**Problem statement:** Determine the count of lines in the data below that include the word "shrub", and give nothing besides it.

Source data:
*** Begin section ***

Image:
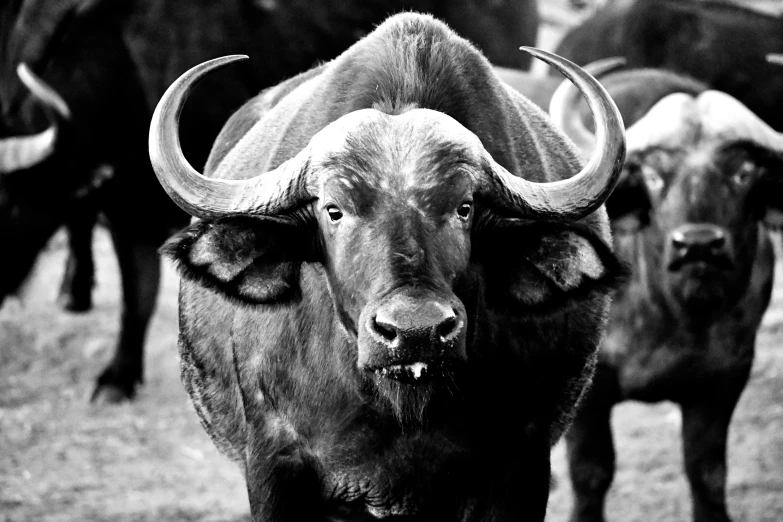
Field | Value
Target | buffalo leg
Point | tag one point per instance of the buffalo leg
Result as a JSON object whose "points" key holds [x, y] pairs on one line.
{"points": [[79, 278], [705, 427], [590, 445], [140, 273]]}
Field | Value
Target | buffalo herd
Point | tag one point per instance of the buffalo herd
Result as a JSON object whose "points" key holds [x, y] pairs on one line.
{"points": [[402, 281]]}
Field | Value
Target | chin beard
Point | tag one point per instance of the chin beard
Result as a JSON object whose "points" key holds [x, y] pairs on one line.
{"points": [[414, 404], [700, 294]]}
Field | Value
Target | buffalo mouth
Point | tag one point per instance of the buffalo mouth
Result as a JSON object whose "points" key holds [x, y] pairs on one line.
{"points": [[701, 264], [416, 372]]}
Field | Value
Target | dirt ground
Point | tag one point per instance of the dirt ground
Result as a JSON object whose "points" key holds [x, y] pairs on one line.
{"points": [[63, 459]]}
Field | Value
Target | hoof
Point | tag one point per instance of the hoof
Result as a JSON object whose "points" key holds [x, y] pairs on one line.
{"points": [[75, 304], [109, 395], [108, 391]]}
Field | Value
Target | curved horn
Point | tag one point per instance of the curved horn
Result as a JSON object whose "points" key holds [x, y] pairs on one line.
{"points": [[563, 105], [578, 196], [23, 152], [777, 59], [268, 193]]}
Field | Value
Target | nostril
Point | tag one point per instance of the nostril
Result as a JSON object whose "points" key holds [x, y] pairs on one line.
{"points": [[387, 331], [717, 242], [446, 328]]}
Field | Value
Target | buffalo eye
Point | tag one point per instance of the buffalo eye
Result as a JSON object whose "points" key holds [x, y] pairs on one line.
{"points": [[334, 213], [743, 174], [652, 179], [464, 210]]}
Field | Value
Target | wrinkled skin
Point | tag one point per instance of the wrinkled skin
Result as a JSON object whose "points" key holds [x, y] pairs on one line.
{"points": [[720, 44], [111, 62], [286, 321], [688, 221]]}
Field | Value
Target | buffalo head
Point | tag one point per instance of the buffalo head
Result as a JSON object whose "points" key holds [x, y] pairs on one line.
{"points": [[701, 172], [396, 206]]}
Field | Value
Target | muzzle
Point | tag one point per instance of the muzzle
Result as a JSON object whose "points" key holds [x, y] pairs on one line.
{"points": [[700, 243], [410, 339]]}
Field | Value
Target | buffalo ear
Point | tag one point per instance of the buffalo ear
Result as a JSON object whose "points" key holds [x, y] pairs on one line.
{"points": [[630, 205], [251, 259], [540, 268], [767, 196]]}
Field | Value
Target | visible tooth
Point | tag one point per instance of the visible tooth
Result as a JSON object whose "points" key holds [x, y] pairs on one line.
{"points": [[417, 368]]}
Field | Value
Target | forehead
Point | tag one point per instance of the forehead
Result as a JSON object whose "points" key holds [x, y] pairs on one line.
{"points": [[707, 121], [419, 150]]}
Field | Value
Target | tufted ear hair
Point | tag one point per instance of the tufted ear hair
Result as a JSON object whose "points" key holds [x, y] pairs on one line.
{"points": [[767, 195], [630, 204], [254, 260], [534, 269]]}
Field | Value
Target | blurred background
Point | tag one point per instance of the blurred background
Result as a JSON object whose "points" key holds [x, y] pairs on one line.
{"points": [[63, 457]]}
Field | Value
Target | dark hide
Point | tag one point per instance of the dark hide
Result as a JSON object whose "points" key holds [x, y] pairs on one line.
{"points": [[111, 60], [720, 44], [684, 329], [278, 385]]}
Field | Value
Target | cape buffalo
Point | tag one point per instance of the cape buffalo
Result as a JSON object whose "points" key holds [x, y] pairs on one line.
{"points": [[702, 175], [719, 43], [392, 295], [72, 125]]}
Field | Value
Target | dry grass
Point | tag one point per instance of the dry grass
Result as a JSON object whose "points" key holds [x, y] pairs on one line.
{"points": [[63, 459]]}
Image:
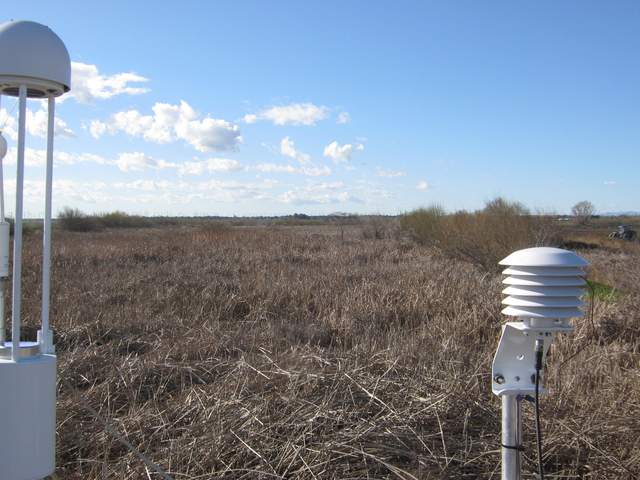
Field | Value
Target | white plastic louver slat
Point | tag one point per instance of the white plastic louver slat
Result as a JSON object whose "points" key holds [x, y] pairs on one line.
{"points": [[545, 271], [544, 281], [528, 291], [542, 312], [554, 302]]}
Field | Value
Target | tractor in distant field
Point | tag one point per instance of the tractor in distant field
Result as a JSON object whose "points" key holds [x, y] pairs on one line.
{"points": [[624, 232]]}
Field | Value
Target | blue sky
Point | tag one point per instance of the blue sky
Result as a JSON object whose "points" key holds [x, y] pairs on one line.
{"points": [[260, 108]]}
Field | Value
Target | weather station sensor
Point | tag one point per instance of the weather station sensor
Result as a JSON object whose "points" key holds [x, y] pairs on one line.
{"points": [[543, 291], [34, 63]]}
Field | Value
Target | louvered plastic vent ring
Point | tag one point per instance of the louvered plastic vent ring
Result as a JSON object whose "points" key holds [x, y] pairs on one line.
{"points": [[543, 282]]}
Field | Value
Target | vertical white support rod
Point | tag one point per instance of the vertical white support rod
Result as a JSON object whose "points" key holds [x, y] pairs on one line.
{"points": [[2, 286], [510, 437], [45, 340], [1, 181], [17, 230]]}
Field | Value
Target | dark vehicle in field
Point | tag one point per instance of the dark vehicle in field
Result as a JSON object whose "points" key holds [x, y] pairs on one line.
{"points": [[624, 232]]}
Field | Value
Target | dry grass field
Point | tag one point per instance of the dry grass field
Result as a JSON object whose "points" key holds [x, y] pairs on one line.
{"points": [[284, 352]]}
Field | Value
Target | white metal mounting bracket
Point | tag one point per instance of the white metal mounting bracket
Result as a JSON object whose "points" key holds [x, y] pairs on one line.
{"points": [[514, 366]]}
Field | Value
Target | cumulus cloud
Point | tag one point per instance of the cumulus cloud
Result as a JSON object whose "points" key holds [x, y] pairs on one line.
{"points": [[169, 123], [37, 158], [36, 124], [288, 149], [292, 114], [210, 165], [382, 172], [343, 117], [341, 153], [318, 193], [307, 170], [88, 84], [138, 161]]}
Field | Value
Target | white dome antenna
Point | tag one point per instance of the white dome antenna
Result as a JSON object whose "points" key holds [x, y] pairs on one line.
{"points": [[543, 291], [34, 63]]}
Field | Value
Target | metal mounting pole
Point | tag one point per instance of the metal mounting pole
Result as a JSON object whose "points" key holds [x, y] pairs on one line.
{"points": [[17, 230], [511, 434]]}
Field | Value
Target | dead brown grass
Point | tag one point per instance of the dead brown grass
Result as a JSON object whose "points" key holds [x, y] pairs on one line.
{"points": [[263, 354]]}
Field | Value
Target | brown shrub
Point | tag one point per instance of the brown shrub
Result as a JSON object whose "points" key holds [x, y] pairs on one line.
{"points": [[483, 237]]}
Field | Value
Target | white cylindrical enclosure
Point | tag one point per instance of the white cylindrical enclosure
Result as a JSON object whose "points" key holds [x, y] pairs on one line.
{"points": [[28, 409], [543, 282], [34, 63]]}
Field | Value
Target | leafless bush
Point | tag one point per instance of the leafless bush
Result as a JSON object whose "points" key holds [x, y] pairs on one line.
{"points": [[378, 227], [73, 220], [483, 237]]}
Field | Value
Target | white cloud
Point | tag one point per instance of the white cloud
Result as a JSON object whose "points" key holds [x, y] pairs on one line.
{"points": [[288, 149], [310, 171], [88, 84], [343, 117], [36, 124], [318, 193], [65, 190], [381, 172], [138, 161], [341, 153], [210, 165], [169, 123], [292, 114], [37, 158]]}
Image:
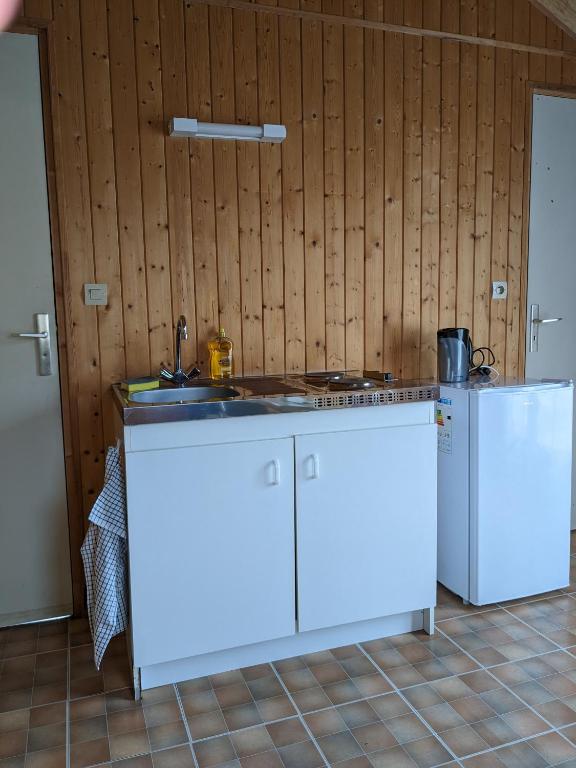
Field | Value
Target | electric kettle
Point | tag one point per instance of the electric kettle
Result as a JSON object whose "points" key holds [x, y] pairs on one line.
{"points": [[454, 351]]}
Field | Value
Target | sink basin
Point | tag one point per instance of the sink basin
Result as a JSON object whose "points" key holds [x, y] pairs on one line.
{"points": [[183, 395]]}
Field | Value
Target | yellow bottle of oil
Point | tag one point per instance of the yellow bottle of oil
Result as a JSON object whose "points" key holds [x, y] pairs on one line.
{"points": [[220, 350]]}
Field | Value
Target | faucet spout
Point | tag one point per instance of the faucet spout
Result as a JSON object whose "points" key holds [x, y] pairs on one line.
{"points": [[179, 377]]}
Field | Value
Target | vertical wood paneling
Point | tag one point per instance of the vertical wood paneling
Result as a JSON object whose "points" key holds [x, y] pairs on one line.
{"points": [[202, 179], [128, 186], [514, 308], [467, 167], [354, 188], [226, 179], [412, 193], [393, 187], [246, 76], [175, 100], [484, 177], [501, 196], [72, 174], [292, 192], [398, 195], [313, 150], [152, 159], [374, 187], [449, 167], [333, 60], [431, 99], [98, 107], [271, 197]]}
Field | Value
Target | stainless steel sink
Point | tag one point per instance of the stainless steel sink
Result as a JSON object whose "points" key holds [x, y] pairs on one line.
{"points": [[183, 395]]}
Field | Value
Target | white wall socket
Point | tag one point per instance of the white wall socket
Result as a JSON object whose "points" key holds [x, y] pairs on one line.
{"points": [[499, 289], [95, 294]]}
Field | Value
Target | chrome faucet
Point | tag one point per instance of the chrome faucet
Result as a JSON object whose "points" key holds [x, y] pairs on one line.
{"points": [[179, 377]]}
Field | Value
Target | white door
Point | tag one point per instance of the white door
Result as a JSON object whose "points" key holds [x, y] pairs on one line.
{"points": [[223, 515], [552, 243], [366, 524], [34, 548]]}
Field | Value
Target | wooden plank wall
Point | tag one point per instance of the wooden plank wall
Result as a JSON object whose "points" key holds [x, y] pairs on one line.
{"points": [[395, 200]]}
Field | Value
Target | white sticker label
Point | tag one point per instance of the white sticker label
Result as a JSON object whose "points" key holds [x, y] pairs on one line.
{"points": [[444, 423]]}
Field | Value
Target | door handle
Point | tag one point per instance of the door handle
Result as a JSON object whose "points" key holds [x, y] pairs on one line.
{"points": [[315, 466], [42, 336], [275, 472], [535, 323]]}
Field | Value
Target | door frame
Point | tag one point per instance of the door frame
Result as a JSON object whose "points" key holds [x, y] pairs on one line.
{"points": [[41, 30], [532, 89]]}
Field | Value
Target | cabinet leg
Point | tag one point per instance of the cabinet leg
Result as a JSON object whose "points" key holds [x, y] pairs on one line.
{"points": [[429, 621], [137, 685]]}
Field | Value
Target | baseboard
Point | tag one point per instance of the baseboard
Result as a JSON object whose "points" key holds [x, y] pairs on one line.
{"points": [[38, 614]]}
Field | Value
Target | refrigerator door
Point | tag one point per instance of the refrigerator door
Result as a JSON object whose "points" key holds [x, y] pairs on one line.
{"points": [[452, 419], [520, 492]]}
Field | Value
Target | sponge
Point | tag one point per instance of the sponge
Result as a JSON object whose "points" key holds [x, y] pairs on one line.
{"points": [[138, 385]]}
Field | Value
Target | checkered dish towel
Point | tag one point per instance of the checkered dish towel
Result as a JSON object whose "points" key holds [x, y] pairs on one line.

*** End section ***

**Response to the task:** 2